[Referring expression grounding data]
--------------------

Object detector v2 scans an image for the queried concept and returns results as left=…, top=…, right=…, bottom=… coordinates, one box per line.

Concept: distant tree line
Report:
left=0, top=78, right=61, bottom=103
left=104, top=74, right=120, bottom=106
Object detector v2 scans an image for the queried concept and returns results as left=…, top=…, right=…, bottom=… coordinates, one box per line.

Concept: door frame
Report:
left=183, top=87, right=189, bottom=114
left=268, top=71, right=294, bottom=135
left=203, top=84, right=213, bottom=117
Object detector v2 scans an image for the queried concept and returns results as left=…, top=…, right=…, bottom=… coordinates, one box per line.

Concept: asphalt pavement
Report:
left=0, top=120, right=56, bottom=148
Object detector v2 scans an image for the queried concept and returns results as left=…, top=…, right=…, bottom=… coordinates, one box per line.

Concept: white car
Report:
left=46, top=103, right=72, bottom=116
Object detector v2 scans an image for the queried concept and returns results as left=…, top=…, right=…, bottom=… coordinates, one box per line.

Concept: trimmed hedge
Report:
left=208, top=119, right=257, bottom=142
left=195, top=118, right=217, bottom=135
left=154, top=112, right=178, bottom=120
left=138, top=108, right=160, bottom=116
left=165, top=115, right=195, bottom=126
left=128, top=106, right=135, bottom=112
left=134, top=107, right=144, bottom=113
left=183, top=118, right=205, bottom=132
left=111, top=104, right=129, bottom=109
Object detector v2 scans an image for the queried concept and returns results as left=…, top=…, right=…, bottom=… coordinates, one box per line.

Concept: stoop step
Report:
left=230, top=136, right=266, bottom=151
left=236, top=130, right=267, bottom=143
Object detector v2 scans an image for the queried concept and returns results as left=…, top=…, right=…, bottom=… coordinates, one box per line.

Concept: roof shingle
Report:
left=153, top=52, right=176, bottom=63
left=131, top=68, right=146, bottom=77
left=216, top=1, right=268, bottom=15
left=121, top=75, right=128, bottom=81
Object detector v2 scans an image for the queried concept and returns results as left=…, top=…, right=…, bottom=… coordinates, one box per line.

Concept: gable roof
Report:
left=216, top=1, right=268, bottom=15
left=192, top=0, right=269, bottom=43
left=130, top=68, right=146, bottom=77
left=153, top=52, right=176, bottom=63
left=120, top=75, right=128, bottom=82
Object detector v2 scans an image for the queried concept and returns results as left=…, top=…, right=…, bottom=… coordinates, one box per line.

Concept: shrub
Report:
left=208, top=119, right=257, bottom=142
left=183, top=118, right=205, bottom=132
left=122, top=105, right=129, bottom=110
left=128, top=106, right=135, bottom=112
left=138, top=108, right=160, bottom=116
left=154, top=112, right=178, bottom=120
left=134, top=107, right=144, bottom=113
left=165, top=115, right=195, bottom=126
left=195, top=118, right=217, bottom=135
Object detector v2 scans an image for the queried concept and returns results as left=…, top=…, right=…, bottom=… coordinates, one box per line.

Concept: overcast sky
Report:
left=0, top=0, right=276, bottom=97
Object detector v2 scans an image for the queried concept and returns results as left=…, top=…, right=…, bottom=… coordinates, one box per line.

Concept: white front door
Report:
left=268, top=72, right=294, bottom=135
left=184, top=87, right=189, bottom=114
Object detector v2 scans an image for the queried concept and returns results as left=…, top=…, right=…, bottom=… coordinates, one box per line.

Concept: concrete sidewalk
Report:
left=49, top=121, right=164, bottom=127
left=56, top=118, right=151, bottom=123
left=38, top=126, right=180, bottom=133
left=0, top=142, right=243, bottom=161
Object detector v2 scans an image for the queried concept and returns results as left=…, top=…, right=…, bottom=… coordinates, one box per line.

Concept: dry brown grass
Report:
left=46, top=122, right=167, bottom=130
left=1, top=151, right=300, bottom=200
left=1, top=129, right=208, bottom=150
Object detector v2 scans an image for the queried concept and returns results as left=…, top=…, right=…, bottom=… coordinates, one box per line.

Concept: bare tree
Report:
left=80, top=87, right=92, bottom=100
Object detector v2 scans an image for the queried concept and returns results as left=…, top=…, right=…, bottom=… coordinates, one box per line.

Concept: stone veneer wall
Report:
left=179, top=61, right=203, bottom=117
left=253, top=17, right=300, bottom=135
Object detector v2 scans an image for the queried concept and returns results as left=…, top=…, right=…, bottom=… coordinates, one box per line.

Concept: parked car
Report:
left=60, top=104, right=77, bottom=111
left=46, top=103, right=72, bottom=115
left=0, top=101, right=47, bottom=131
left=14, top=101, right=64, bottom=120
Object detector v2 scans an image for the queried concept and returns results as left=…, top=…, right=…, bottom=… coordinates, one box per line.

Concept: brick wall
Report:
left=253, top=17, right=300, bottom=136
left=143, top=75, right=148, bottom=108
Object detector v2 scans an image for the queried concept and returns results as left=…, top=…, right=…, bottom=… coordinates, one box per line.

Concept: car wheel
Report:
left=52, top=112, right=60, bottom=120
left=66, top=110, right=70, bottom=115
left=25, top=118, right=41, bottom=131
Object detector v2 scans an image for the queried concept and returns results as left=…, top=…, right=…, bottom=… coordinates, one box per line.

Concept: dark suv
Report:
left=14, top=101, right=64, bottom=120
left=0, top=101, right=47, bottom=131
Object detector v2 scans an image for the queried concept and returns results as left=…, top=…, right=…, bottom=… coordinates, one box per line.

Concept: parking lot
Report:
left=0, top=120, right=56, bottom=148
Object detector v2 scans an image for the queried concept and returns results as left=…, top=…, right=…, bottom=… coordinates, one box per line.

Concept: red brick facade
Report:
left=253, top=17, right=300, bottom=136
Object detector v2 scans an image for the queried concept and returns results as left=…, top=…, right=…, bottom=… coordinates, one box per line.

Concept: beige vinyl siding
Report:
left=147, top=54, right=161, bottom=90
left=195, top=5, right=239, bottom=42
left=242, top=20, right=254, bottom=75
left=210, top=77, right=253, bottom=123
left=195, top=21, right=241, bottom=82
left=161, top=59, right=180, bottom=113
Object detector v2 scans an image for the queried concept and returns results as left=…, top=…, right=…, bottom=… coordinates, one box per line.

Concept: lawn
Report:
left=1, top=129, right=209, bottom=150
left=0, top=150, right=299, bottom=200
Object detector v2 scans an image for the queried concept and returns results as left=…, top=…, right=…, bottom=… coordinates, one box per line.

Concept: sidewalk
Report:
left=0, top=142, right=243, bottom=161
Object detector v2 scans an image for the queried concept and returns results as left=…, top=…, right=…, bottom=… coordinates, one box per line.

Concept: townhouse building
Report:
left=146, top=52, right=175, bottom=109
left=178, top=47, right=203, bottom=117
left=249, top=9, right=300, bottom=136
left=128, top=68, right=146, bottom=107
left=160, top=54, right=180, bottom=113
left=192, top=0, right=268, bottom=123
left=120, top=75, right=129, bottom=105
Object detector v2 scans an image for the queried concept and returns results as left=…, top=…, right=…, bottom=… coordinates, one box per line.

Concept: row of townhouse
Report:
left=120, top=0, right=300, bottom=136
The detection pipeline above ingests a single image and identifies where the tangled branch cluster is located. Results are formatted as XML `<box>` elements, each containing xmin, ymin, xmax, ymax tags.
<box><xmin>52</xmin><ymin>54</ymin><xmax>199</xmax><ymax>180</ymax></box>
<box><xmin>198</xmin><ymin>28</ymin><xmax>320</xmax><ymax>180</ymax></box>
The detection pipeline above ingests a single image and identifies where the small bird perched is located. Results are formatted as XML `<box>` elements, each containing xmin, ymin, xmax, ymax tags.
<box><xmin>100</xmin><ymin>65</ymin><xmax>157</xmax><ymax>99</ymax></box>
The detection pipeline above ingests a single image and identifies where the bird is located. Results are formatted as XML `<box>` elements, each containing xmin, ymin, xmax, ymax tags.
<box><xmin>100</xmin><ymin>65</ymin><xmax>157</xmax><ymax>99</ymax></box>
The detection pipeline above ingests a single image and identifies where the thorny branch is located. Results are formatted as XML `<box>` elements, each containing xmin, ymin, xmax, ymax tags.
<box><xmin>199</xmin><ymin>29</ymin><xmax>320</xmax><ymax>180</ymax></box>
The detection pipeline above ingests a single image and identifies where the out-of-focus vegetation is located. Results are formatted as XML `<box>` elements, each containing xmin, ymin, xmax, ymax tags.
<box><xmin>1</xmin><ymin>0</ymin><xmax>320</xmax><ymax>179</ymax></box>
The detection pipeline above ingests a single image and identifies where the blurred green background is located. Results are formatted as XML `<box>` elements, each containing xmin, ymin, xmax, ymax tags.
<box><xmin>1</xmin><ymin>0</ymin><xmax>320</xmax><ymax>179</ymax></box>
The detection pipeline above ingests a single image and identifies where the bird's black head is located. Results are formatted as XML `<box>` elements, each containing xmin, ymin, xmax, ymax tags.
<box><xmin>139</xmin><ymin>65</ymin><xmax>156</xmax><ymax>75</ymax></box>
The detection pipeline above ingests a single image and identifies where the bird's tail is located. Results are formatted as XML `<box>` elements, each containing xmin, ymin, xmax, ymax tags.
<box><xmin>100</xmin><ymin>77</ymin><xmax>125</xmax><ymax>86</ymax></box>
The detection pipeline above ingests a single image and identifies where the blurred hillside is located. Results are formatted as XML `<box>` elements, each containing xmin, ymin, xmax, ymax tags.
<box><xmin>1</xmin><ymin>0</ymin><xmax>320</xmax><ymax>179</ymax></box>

--------------------

_WORK TO BE COMPLETED_.
Please reply with an exact copy of the lines above, starting at the first and ending at the line that holds "Concept: trimmed hedge".

_REPLY TO THE TASK_.
Object detector v2 scans an image for the queried concept and returns results as left=…, top=…, right=…, bottom=… coordinates, one box per line.

Concept: distant tree line
Report:
left=0, top=78, right=61, bottom=103
left=104, top=74, right=120, bottom=106
Object detector v2 scans an image for the queried concept and returns results as left=…, top=…, right=…, bottom=… coordinates, one box per line.

Concept: door frame
Report:
left=183, top=87, right=189, bottom=114
left=268, top=71, right=294, bottom=135
left=203, top=84, right=213, bottom=117
Object detector v2 scans an image for the queried concept and returns results as left=…, top=…, right=…, bottom=… coordinates, one box per line.

Concept: asphalt pavement
Report:
left=0, top=120, right=56, bottom=148
Object detector v2 scans an image for the queried concept and returns results as left=…, top=…, right=…, bottom=… coordinates, one box per line.

Concept: white car
Report:
left=46, top=103, right=72, bottom=116
Object detector v2 scans an image for the queried concept and returns results as left=…, top=…, right=…, bottom=… coordinates, one box per line.

Concept: trimmed hedge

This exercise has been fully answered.